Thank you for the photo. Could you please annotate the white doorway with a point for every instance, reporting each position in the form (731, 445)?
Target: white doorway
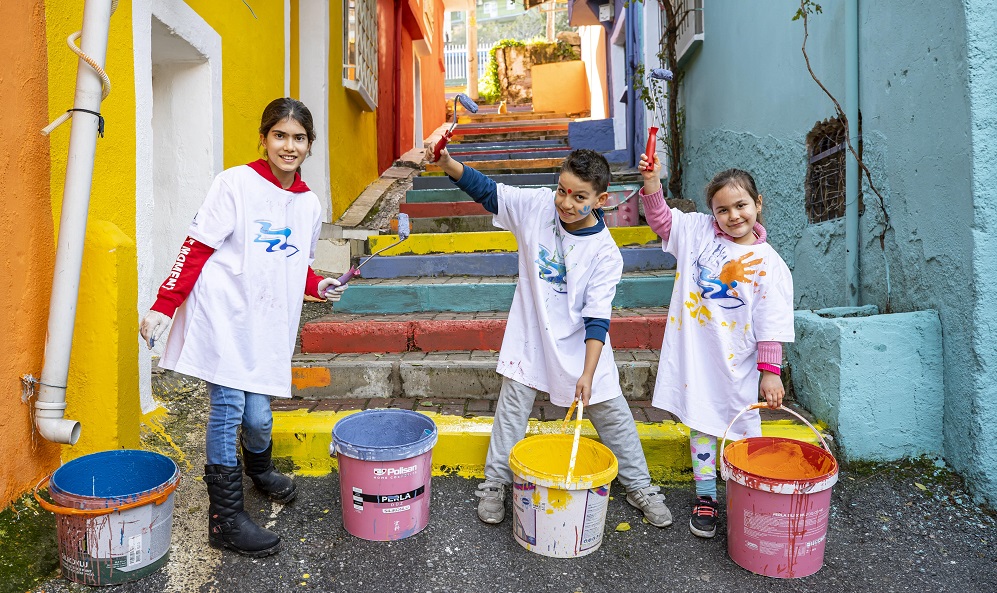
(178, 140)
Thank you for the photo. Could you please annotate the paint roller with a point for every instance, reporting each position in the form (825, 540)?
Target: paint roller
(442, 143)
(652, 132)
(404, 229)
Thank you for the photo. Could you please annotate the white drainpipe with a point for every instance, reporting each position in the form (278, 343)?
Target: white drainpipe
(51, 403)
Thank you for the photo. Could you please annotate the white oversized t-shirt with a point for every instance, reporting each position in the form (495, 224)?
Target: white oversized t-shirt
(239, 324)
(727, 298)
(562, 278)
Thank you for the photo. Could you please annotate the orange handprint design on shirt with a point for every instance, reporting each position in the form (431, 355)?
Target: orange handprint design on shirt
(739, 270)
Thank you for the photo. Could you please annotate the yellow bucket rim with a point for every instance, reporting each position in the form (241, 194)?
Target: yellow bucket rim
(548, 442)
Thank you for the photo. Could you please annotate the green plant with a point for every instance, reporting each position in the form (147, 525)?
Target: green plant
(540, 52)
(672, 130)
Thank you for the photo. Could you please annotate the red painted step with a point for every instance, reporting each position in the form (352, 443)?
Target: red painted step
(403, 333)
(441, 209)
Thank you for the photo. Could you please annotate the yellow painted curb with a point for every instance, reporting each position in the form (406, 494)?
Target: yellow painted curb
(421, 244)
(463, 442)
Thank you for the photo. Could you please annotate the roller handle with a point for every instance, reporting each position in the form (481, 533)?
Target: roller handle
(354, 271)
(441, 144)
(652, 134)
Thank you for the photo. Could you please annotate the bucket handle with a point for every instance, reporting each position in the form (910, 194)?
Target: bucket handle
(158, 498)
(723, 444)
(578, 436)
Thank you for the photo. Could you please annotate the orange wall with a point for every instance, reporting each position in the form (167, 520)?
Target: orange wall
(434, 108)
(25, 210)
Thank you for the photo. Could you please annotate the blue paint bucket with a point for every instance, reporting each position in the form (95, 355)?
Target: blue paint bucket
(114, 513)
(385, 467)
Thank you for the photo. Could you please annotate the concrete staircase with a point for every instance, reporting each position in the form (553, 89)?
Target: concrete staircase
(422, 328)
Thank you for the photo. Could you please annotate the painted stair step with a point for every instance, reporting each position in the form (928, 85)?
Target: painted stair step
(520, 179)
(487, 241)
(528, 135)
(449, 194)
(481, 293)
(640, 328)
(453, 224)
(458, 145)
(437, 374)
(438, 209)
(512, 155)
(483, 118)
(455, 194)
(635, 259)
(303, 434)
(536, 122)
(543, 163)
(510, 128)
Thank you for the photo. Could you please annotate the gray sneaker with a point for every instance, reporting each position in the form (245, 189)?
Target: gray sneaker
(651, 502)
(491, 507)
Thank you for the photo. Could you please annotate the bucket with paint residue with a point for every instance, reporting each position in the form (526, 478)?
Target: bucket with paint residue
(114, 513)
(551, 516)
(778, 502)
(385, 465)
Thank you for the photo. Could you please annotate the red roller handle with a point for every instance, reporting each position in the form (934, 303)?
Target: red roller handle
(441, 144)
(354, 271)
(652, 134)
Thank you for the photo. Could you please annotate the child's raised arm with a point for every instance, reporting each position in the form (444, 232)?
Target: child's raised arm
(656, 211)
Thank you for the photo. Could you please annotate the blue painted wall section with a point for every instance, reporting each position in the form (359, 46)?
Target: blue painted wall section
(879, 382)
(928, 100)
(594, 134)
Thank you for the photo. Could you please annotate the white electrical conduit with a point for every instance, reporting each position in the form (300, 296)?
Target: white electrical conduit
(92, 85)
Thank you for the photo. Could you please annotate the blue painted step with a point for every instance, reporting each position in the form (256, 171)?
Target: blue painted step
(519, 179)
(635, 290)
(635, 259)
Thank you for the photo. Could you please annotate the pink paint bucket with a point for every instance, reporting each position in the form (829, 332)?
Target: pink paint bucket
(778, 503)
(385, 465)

Activity » Give the data again exactly as it appears, but without any images.

Response for this exercise »
Thank you for the photo. Could you please annotate the white doorway with a point for every instance, reporting each position in the form (731, 445)?
Target: white doorway
(178, 140)
Thank you for the photo. Could you please annotate the paint roller with a point for every instance, reporting each position in the form (825, 540)?
Target: paint roller
(442, 143)
(652, 132)
(404, 229)
Thank you for the photo. Could you please annotate the white drainpipe with a point for every instance, reporting each position in the form (278, 343)?
Target: white drainpipe
(51, 403)
Thank you for the photo. Could you please annotate the white oversized t-shirt with a point for every instance, reporting each position in the form (495, 224)?
Target: white oversized t-shirt
(239, 324)
(727, 298)
(562, 278)
Thank you for the photo. Could you please annotate the orange handprint design on shirt with a point for every instance, reporting each position in the form (431, 355)?
Target: orange handprint design on shirt
(739, 270)
Thank you for the photo. Could you please annotate the yellow bucket rim with a point for every instance, reporting each position in the form (241, 194)?
Target: yellow bucket rim
(548, 442)
Thank you for the photo. Could you please annotate the green plant with a point for every instance, reporting each position in the form (147, 525)?
Target: green plant
(540, 52)
(672, 130)
Thank you for the photo. Could you please annotate the red painted step with a point for every instance, reporting each position in the form (352, 443)?
Target: red painted step
(403, 333)
(441, 209)
Thank you for the photo. Could you please annotate the yellow painted curb with a point for every instance, reporting each position in the form (406, 494)?
Target: yellow painted curb
(421, 244)
(463, 442)
Thank you for the photo. Could you please annotate the roller handle with a point for every instance, reporting each position in the form (481, 533)?
Target: roller handle
(354, 271)
(441, 144)
(652, 134)
Thank you for the photo. Could you please annotate the bucket handle with a point for every instance, reporting each position in the form (910, 194)?
Target: bucket handle
(158, 498)
(723, 444)
(578, 436)
Thank you for the photo. Could you please annotate the orange wall with a point for every instance, reporting each position in the form (167, 520)?
Target: orange wall
(434, 108)
(25, 210)
Thank you for the photo. Could you please annotate the blue paint bucket with a point for every instance, reporting each position in the form (95, 355)?
Target: blue paint bucket
(114, 513)
(385, 467)
Thank you for the photo. Could you please annotate the concrete staircase with a point for every instance, reporting each position in the form (553, 89)?
Target: concrete staircase
(422, 328)
Thank you for the photo. Could you please annotate the painted stair step with a point for every instance, reporting each position in the form (928, 85)?
Target: painted stair step
(520, 179)
(487, 241)
(528, 135)
(449, 194)
(481, 293)
(640, 328)
(453, 224)
(458, 145)
(437, 374)
(438, 209)
(512, 155)
(483, 118)
(455, 194)
(635, 259)
(303, 434)
(536, 122)
(543, 163)
(510, 128)
Thank you for the photo. Could you please annotate the gray sneaker with a point for every instance, reporting each position in the form (245, 189)?
Target: gray sneaker
(651, 502)
(491, 507)
Thank you for the photo. Could you please annotate the bucket with paint residue with a point for every instance, reporting each position in the form (526, 478)?
Target: bucket with paint residue
(114, 513)
(551, 516)
(778, 502)
(385, 465)
Thank you for the photo. Could you please annotate the red roller handle with a point for every instance, reporting each position in the form (934, 303)?
Target: red roller handle
(441, 144)
(354, 271)
(652, 134)
Thank you for the photo. Could you please annotate the child's raised arm with a point for every instance, reporting each position in the form (444, 232)?
Target: child's raised arm
(656, 211)
Thank you for the photo. Could you please annotate the blue painted wall section with a point for every instance, reporting each position in the form (359, 46)?
Target: blue painted wall section
(879, 382)
(928, 100)
(594, 134)
Thank you for the photo. Could you please annotate the white electrical conduit with a point for every instance, reporting each position in the form (300, 296)?
Target: white electrical conduit
(92, 85)
Thank you for the photo. Could you please annotate the blue painted step with a point for every instance, reporting each position in the form (256, 171)?
Target: blue painted step
(519, 179)
(635, 290)
(635, 259)
Thank you for the photo. Could you please annotate the pink paint bucket with a point for every instance, reporting each position in the form (829, 332)?
Target: pink paint bucket
(778, 503)
(385, 465)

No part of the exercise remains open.